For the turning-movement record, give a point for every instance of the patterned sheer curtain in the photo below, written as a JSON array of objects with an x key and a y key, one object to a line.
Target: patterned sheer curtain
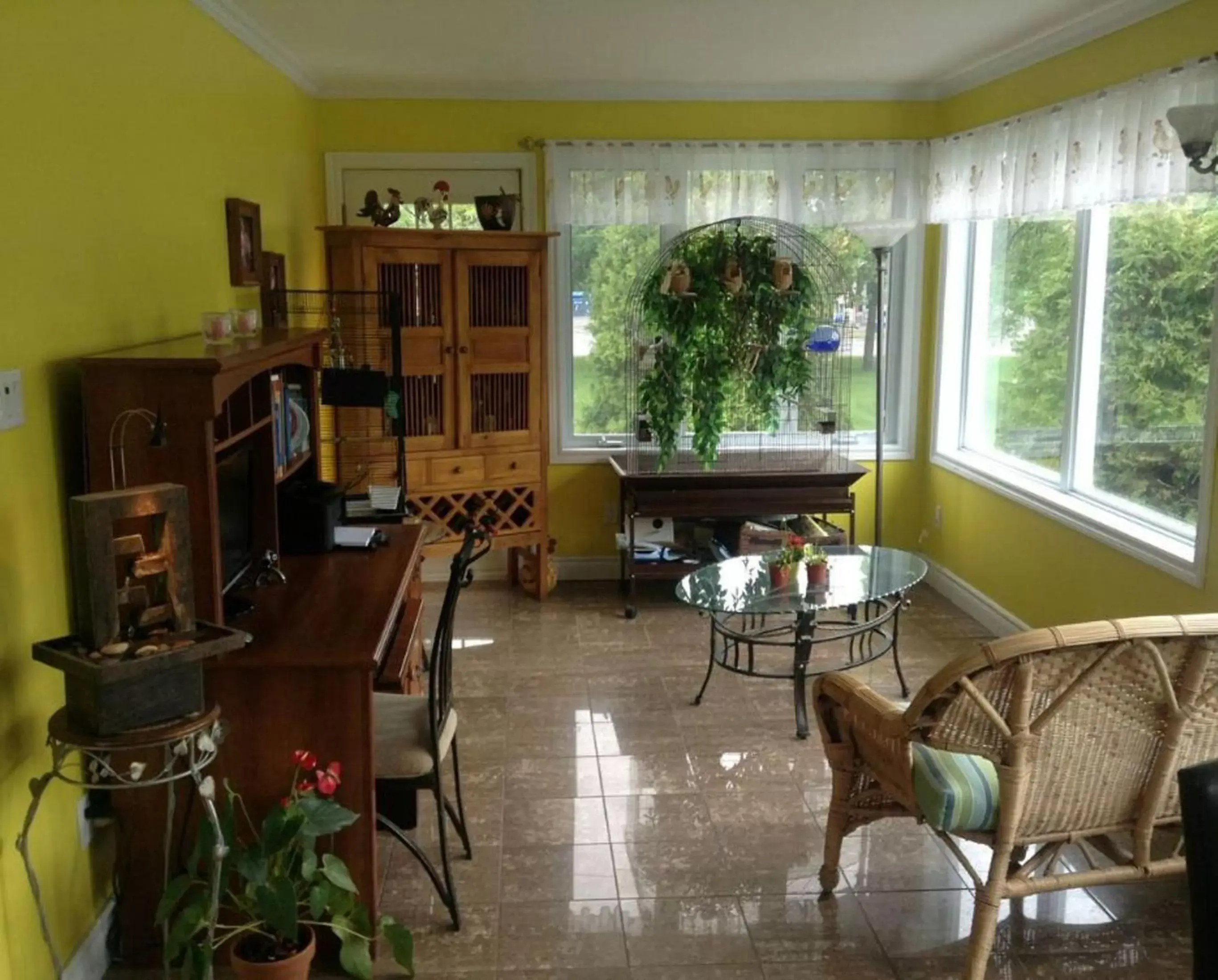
[
  {"x": 1108, "y": 148},
  {"x": 687, "y": 184}
]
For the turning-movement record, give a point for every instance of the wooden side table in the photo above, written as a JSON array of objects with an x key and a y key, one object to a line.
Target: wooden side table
[{"x": 80, "y": 759}]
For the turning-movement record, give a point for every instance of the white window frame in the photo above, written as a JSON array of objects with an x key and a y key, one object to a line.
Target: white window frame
[
  {"x": 338, "y": 162},
  {"x": 568, "y": 447},
  {"x": 1069, "y": 497}
]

★ ★ ★ ★ ★ ★ ★

Exercise aim:
An exact copy of each entry is required, minus the pictures.

Response area:
For the turning-movement record, give a point for every instance of the patterned sheer curtain in the photo below, written as a JSON array of objects with an x key and a y key, one object to a line.
Target: patterned sheer curtain
[
  {"x": 1108, "y": 148},
  {"x": 687, "y": 184}
]
For the turning-movement record, give a point for every instance of the wooden side table in the photo above, written as a JSON array of objects with an x key and a y key, one object to a line.
Target: wooden side table
[{"x": 80, "y": 759}]
For the turning-movement record, give a point for every instance of the white window frame in the photo above, written as a JSON array of objects with an x key and a y key, one object to a line.
Target: white window frame
[
  {"x": 338, "y": 162},
  {"x": 568, "y": 447},
  {"x": 1069, "y": 497}
]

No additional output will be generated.